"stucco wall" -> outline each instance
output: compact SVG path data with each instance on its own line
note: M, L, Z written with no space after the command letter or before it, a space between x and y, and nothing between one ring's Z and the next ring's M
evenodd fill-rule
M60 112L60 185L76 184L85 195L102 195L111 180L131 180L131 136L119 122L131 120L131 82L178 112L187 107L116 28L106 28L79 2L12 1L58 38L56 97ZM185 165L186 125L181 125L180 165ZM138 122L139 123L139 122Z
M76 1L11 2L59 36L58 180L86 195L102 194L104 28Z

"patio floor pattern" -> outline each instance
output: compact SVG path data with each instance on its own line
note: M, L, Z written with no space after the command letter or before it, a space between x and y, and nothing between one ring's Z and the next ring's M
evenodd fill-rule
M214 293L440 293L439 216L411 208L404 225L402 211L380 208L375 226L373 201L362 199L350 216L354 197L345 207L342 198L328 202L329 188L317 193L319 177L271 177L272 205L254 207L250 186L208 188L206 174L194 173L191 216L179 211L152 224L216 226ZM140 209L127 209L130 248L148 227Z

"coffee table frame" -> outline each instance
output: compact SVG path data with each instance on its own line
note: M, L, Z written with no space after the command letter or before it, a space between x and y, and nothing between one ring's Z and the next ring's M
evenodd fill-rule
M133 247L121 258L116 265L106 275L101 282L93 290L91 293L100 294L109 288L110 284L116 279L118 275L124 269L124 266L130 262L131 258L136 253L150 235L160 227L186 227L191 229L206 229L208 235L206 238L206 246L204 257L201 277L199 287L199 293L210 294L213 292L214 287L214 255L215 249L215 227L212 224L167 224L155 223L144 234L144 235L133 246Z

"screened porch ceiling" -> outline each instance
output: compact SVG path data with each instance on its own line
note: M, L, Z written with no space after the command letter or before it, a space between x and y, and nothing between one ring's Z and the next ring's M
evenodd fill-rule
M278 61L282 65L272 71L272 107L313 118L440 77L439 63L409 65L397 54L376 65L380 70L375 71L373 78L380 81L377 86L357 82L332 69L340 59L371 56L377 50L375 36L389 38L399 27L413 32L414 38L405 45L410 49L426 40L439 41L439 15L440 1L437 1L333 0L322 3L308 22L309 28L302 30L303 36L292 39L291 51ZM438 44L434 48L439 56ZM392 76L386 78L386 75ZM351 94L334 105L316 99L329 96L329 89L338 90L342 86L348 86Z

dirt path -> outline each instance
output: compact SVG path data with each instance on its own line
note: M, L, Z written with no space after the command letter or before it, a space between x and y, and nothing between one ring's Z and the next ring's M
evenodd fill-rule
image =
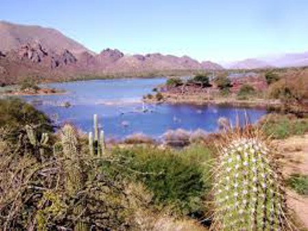
M283 158L283 174L287 178L292 173L308 174L308 134L290 137L275 142ZM288 190L287 202L298 218L308 228L308 196L302 196Z

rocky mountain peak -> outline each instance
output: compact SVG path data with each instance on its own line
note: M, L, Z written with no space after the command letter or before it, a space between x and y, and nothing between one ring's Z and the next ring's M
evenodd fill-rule
M21 58L27 58L35 63L42 62L44 58L48 56L42 45L37 42L29 42L22 45L17 53Z

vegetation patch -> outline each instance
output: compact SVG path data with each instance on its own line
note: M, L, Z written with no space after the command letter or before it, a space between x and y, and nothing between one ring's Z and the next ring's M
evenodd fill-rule
M308 119L291 114L270 114L263 117L259 124L267 136L277 139L308 132Z

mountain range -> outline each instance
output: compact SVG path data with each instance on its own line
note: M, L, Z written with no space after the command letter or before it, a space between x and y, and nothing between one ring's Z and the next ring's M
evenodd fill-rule
M223 65L227 69L299 67L308 66L308 52L285 53L274 56L249 58Z
M0 21L0 80L5 83L33 75L55 79L76 74L222 69L186 56L126 55L109 48L95 53L54 29L40 26Z
M249 69L307 65L308 52L251 58L224 67ZM217 63L198 62L187 56L127 55L109 48L96 53L56 29L0 21L0 82L14 83L34 75L55 80L77 74L221 69L222 66Z

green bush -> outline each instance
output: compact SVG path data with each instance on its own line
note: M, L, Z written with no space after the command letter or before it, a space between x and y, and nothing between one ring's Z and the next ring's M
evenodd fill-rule
M196 75L190 82L200 84L203 87L211 86L209 84L209 78L206 74Z
M229 90L232 87L231 82L229 77L224 75L218 76L215 80L215 84L220 90Z
M115 149L115 156L124 156L127 169L132 169L153 193L157 208L172 208L181 215L202 212L202 198L209 191L210 151L201 146L177 152L153 147ZM131 177L132 172L127 171Z
M246 99L251 96L253 96L256 94L255 88L249 84L244 84L240 88L238 93L238 98L240 99Z
M300 195L308 195L308 175L292 174L287 184Z
M51 121L43 112L21 99L0 99L0 127L20 130L26 125L40 125L40 132L52 132Z
M272 71L266 73L265 77L268 84L271 84L280 80L279 75L277 73Z
M183 85L183 81L179 77L172 77L170 79L168 79L166 84L168 86L179 86Z
M273 138L283 139L292 135L302 135L308 132L308 120L295 116L268 114L260 124L264 133Z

☆ ☆ ☆ ☆ ☆

:: Directions for this task ::
Format the rows above as a two-column CSV with the header instruction,path_data and one line per row. Put each row's text in the instruction column and its answer in the path_data column, quote every field, replace line breaks inside a field with spaces, cover all the rows, and omit the images.

:: Answer below ::
instruction,path_data
"""stucco wall"" -> outline each instance output: compact SVG path data with each instance on its own line note: M, L, Z written with no space after the command letter or before it, a space between x and y, and nothing between one ring's Z and the next ring's M evenodd fill-rule","M60 112L60 185L76 184L85 195L102 195L111 180L131 180L131 136L119 122L131 120L131 82L178 112L187 107L116 28L106 28L79 2L12 1L58 38L56 97ZM185 165L186 125L181 125L180 165ZM138 122L139 123L139 122Z M76 1L11 2L59 36L58 180L86 195L102 194L104 28Z"
"""patio floor pattern"" -> outline each instance output: compact SVG path data with each instance on its own line note: M, L, Z written with no space after the command letter or before it, a space between x and y, and nothing between one ring's Z and the next ring's M evenodd fill-rule","M214 293L440 293L439 216L411 208L404 225L402 211L380 208L375 226L373 201L362 199L350 216L354 197L345 207L342 198L328 202L329 188L317 193L319 177L271 177L272 205L254 207L250 186L208 188L206 174L194 173L191 216L179 211L152 224L216 226ZM140 209L127 209L130 248L148 227Z"
"""coffee table frame"" -> outline each instance output: compact SVG path data with each instance on its own line note: M, L, Z written with no space after the command letter or before it, a space between x and y, and nothing between one ring's Z and the next ring's M evenodd fill-rule","M133 247L121 258L116 265L106 275L101 282L93 290L91 293L100 294L109 288L110 284L116 279L118 275L124 269L124 266L130 262L131 258L136 253L150 235L160 227L186 227L191 229L206 229L208 235L206 238L206 246L204 257L201 277L199 287L199 293L210 294L213 292L214 287L214 255L215 249L215 227L212 224L167 224L155 223L144 234L144 235L133 246Z"
"""screened porch ceiling"" -> outline each instance output: compact SVG path data with each instance on its own line note: M, L, Z written with no space after the command letter or before it, a space between x and y, and nothing between one ring's Z and the next ring's M evenodd fill-rule","M278 61L282 65L272 71L272 107L313 118L440 77L439 63L409 65L397 54L376 65L380 70L375 71L373 78L380 81L377 86L357 82L332 69L340 59L371 56L377 50L375 36L389 38L399 27L413 32L414 38L405 45L410 49L426 40L439 41L439 15L440 1L437 1L333 0L322 3L308 22L309 28L302 30L303 36L292 39L291 51ZM438 44L434 48L439 56ZM392 76L386 78L386 75ZM351 94L334 105L316 99L329 96L329 89L338 90L342 86L348 86Z"
"dirt path -> outline each instance output: compact SVG path data with each instance on its own line note: M, L, Z written with no space after the command letter or before it, a space between x and y, and nothing between one ring's Z and the next ring's M evenodd fill-rule image =","M283 158L283 174L287 178L292 173L308 174L308 134L290 137L275 142ZM288 190L287 202L298 218L308 228L308 196L302 196Z"
"rocky mountain peak -> outline each instance output: compact SVG path data with each instance on its own line note: M, L, Z written with no space after the command letter or before it, a space between x and y, and nothing between one ring's Z and the next ring's M evenodd fill-rule","M21 58L27 58L35 63L42 62L44 58L48 56L42 45L37 42L29 42L22 45L17 53Z"
"vegetation patch -> outline each instance output: compact SVG path data with each instance on its own line note: M, L, Z written with no space after the command letter or before it, a space between x and y, and nothing between one ring's Z and the next ring's M evenodd fill-rule","M308 119L291 114L270 114L263 117L259 124L267 136L277 139L308 132Z"
"mountain range -> outline each instance output: compact SVG path data with each instance on its own line note: M, L, Z written with no space after the command letter or before it, a space between x and y, and nothing between one ring's Z and the next ring's M evenodd fill-rule","M223 65L227 69L299 67L308 66L308 52L285 53L274 56L249 58Z M0 21L0 80L5 83L33 75L55 79L76 74L222 69L186 56L126 55L109 48L95 53L54 29L40 26Z M249 69L307 65L308 52L251 58L224 67ZM217 63L198 62L187 56L127 55L109 48L96 53L56 29L0 21L0 82L14 83L34 75L55 80L77 74L221 69L222 66Z"
"green bush -> outline each instance output: compact SVG path data with each instance on its own line note: M, L, Z written with no space after the command letter or before it, a space between x and y, and nothing between one ring's Z and the next ring's M evenodd fill-rule","M196 75L190 82L200 84L203 87L211 86L209 84L209 78L206 74Z M229 90L232 87L231 82L229 77L224 75L218 76L215 80L215 84L220 90Z M115 149L115 156L124 156L127 169L132 169L153 193L157 208L172 208L181 215L202 212L202 198L209 191L210 151L201 146L177 152L153 147ZM131 177L132 172L127 171Z M246 99L251 96L253 96L256 94L255 88L249 84L244 84L240 88L238 93L238 98L240 99Z M300 195L308 195L308 175L292 174L287 184Z M51 121L43 112L21 99L0 99L0 127L20 130L26 125L40 125L40 132L52 132Z M272 71L266 73L265 77L268 84L271 84L280 80L279 75L277 73Z M183 85L183 81L179 77L172 77L170 79L168 79L166 84L168 86L179 86Z M273 138L283 139L292 135L302 135L308 132L308 120L295 116L268 114L260 124L264 133Z"